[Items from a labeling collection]
__________________________________________________

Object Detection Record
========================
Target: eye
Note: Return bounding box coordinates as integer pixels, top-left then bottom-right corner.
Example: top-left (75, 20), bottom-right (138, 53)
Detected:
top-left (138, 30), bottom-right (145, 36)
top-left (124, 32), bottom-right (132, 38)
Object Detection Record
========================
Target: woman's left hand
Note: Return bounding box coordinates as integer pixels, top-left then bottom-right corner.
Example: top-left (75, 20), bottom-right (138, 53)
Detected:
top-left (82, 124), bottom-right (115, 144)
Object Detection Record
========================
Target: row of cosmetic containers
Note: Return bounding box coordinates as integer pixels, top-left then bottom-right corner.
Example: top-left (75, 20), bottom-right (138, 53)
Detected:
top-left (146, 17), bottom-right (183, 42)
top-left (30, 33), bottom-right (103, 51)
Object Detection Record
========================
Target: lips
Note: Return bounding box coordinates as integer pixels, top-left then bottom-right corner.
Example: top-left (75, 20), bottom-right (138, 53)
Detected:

__________________________________________________

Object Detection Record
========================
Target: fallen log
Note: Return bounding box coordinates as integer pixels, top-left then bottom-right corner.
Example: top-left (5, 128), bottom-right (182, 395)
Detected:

__________________________________________________

# [Task requirements]
Return each line of the listing above that contains the string "Target", copying every one in full.

# [Answer to this problem]
Target: eye
Target: woman's left hand
Target: row of cosmetic containers
Target: lips
Target: fallen log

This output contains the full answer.